Give the records from the line containing "The service MUST place one dot on the dry" to the line containing "x=284, y=116", both included, as a numbered list without blank lines.

[Stored items from a collection]
++++++++++++++++++++
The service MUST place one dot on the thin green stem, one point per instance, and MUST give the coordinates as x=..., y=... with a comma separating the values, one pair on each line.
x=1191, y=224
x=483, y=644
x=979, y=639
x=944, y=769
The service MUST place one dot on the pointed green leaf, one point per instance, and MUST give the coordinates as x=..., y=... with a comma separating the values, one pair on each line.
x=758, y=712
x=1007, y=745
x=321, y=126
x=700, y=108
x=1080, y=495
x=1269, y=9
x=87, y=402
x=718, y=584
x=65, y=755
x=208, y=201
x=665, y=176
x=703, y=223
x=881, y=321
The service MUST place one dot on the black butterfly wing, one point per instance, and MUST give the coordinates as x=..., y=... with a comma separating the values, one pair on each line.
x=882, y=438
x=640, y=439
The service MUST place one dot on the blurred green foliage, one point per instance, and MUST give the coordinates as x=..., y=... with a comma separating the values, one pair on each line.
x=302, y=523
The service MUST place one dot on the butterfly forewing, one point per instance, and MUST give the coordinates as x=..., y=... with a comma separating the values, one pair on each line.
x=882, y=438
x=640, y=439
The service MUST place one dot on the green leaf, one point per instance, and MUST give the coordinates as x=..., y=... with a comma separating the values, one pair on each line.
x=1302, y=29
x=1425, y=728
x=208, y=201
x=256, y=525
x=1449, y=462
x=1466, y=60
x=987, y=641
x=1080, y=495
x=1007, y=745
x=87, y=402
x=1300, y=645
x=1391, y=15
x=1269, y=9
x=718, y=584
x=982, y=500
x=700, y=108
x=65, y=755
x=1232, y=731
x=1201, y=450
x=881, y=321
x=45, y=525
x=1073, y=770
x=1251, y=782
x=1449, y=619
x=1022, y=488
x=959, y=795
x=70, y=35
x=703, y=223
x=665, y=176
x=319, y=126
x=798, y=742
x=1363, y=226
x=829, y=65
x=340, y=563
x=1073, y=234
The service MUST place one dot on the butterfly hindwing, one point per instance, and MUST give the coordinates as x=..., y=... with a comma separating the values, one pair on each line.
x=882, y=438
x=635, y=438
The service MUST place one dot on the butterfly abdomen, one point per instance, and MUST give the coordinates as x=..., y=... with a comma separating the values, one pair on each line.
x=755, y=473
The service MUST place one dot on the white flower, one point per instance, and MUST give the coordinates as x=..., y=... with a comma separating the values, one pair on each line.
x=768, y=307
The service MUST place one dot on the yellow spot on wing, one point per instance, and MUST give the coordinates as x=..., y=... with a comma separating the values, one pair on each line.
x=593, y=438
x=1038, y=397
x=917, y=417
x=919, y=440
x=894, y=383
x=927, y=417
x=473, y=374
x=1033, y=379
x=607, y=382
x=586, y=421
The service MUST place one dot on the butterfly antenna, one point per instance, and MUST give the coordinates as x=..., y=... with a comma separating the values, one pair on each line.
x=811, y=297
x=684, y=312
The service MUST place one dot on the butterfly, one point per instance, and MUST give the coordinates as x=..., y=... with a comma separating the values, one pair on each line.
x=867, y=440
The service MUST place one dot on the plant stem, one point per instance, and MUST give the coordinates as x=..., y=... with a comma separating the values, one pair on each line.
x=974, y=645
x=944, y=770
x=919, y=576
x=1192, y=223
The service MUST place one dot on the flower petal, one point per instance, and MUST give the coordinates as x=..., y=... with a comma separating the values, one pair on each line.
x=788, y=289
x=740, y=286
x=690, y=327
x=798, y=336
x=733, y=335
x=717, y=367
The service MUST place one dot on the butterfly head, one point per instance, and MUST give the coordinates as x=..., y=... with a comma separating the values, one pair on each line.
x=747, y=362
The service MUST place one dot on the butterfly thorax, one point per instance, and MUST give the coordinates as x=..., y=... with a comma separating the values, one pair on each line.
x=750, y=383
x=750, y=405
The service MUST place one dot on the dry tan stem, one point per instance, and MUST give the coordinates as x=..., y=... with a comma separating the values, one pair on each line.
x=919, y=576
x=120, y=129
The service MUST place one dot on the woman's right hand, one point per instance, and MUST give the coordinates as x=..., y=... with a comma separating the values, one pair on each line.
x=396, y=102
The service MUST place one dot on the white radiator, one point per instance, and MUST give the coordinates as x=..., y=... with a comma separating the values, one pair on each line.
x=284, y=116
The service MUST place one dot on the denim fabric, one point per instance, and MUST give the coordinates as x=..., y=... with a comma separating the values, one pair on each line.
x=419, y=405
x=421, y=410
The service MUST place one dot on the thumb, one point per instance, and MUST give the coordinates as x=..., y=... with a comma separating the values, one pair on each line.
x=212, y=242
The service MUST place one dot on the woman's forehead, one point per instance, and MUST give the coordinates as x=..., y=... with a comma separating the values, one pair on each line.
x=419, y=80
++++++++++++++++++++
> [Answer for this exercise]:
1. The service MUST place one dot on the dry tan stem, one point per instance, and MUST give the coordinates as x=..., y=... with a comma separating the values, one pair on each line.
2. x=919, y=576
3. x=120, y=129
4. The service MUST place one dot on the woman's right hand, one point per instance, and MUST give the coordinates as x=..., y=... with a comma separating the values, one pair on each line.
5. x=396, y=102
6. The service MUST place one dot on the white radiator, one point per instance, and MUST give the coordinates as x=..., y=... with a comma separating the values, one pair on each line.
7. x=284, y=116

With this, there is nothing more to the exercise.